ZADANIE DO WYKONANIA:
Przepisz cały poniższy wykaz wiersz po wierszu, bez żadnych zmian. Obrazy pomiń w odpowiedzi.

Wpisy danych
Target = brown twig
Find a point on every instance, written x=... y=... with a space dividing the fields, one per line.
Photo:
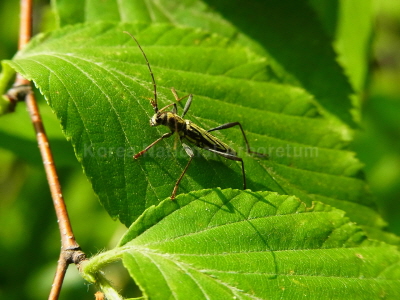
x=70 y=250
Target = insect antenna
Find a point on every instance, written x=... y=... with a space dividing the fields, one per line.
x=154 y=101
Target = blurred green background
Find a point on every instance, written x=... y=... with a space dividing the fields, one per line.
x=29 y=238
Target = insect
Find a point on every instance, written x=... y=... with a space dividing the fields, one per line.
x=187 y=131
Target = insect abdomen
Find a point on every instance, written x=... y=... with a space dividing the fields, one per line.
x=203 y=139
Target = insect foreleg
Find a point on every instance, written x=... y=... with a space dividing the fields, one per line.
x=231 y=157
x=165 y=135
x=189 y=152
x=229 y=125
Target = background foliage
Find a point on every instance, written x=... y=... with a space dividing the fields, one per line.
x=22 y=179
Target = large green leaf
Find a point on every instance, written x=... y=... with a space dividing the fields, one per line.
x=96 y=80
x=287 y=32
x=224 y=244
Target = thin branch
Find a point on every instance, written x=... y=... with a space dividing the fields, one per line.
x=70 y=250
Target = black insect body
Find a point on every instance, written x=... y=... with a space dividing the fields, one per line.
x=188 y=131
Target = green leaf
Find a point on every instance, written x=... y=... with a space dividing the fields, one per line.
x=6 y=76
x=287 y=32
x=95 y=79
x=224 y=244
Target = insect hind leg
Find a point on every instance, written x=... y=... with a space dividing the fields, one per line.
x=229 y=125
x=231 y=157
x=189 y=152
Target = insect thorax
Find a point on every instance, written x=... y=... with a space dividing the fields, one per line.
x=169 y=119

ROZWIĄZANIE PISEMNE:
Target = brown twig
Find a point on every instance, written x=... y=... with a space dividing the fields, one per line.
Photo:
x=70 y=250
Target = insect antenna
Find a point on every instance, written x=... y=... with a space dividing the fields, one per line.
x=154 y=101
Target = blurred green background
Find a point on every instance, written x=... y=... with a space dividing the fields, one per line.
x=29 y=238
Target = insect
Find a point on every instance, written x=... y=... with a space dividing the fields, one per line.
x=187 y=131
Target = insect abdomen
Find a point on every instance, written x=... y=... with a space dividing the fields, one per line.
x=203 y=139
Target = insect foreleg
Find a point on every instance, written x=... y=... with a space dividing the fields, one per line.
x=231 y=157
x=165 y=135
x=189 y=152
x=229 y=125
Target = background foliage
Find a point on every instance, written x=... y=... with a space dividing the fields, one per line.
x=22 y=179
Target = large green leaf
Find a point on every instance, written x=... y=... with a space dividing the fields, one per line.
x=96 y=80
x=287 y=32
x=224 y=244
Target = thin branch
Find a point on every instance, written x=... y=... with a space dividing the fields, one per line.
x=70 y=250
Target = black insect body
Find a point on every instance, written x=... y=... with a space dividing the fields, one per line.
x=188 y=131
Target = green leaf
Find a point on every instance, written x=... y=... with a space dividing the fields, one per line.
x=6 y=76
x=287 y=32
x=95 y=79
x=224 y=244
Target = insect hind leg
Find a point on every instance, written x=... y=... with a space dividing the fields, one per line.
x=229 y=125
x=231 y=157
x=189 y=152
Target = insect thorax
Find a point on every instance, written x=... y=... with a space dividing the fields, one per line.
x=169 y=119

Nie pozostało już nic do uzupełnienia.